§ **Task details**
Count the lines in the listing below that contain the string "liquid", and give only the number.
— START Entries shown —
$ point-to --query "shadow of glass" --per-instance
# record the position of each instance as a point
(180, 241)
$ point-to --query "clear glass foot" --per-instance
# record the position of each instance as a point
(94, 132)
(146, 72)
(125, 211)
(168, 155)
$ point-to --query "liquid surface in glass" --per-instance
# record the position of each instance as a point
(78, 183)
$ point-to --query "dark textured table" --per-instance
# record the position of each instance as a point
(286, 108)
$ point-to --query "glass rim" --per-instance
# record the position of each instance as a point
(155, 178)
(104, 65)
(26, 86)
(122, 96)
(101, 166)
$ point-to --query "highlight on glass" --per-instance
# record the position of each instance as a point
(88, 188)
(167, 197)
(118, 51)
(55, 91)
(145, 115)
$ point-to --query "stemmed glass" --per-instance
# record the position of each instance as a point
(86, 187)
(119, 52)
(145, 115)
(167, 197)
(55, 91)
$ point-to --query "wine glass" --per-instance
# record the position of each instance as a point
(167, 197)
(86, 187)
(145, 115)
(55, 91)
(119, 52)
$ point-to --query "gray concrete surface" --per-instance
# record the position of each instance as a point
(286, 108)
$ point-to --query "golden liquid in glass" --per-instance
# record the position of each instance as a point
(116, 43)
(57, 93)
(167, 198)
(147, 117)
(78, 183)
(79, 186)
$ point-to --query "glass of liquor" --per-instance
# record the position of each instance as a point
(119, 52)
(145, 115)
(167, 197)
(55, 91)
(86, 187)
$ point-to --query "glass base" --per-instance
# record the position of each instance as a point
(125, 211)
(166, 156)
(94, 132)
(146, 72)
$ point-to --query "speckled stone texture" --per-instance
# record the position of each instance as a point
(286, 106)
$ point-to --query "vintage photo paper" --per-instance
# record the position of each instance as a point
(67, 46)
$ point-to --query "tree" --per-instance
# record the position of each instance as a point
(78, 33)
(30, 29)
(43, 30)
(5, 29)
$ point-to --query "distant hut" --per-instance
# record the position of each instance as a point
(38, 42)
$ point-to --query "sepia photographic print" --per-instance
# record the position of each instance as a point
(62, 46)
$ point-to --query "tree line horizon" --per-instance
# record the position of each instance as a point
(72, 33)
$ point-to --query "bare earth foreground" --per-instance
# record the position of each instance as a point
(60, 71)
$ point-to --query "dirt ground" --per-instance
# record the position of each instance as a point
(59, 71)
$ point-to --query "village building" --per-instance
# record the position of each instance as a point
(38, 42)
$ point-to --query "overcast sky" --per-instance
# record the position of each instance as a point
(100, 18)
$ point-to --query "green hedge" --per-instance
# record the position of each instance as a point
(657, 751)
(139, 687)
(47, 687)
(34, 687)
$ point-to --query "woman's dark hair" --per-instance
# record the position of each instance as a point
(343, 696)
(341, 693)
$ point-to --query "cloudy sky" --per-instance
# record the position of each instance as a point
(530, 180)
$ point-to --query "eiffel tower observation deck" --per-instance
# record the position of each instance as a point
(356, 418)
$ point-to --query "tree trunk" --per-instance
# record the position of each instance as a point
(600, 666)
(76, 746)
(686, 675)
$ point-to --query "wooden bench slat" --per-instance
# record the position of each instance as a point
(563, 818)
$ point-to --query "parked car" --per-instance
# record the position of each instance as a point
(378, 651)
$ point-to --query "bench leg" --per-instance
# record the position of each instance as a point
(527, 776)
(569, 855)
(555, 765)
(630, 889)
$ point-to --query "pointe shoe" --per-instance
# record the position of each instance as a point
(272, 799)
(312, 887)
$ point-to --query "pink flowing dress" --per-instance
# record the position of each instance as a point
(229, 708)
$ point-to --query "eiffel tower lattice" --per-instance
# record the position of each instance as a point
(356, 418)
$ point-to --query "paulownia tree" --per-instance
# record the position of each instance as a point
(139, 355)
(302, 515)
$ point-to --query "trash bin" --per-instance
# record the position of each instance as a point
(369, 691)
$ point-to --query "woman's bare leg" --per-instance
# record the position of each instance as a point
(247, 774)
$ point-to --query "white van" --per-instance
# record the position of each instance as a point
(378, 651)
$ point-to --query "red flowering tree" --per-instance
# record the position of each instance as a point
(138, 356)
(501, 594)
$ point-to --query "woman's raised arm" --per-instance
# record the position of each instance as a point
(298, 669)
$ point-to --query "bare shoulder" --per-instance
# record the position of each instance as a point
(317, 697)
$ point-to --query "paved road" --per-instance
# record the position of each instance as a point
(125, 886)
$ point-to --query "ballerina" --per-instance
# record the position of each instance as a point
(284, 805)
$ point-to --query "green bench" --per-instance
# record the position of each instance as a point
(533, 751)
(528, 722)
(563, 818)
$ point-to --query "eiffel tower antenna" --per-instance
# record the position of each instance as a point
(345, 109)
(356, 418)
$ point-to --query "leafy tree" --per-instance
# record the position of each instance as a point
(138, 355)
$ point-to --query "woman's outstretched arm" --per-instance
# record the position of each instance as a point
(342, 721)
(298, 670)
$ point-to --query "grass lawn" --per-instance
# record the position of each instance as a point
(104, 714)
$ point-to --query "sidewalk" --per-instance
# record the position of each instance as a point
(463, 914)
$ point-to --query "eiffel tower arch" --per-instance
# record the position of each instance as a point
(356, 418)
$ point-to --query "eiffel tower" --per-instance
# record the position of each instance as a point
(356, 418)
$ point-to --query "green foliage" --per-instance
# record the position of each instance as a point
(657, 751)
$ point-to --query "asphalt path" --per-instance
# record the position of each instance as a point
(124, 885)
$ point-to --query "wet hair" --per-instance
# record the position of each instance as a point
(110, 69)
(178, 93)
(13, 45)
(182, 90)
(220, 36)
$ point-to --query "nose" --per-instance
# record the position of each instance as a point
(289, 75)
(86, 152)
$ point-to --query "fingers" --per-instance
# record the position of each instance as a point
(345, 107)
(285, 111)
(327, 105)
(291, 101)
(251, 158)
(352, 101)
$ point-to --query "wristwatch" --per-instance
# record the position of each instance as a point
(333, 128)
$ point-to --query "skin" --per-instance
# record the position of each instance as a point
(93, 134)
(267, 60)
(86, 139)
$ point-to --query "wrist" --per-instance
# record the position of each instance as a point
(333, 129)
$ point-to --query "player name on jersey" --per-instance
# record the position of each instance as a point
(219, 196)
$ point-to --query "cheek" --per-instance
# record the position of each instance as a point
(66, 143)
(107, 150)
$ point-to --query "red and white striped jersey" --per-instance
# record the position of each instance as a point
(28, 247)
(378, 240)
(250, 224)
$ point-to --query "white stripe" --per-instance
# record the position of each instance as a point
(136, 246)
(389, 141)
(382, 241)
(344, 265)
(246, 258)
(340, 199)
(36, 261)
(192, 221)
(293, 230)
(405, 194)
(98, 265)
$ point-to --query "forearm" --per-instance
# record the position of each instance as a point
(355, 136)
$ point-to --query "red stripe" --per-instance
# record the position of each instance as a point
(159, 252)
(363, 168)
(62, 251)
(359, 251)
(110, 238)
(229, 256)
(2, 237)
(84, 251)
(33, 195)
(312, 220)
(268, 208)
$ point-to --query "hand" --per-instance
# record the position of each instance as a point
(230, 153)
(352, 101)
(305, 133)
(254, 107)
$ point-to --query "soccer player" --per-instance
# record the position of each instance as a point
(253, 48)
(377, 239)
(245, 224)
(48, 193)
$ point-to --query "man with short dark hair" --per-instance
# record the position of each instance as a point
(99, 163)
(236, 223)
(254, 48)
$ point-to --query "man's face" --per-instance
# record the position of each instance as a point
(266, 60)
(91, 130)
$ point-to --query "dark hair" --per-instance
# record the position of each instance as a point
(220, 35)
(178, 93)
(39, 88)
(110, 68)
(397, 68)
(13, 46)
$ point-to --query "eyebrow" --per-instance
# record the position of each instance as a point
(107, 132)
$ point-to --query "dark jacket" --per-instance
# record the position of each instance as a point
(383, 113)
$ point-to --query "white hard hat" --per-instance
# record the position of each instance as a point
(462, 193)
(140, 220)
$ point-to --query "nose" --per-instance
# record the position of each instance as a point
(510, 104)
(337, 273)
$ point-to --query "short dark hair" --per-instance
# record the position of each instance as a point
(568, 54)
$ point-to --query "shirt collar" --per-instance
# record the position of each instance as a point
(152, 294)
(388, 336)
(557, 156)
— END Entries shown —
§ **Task answer**
2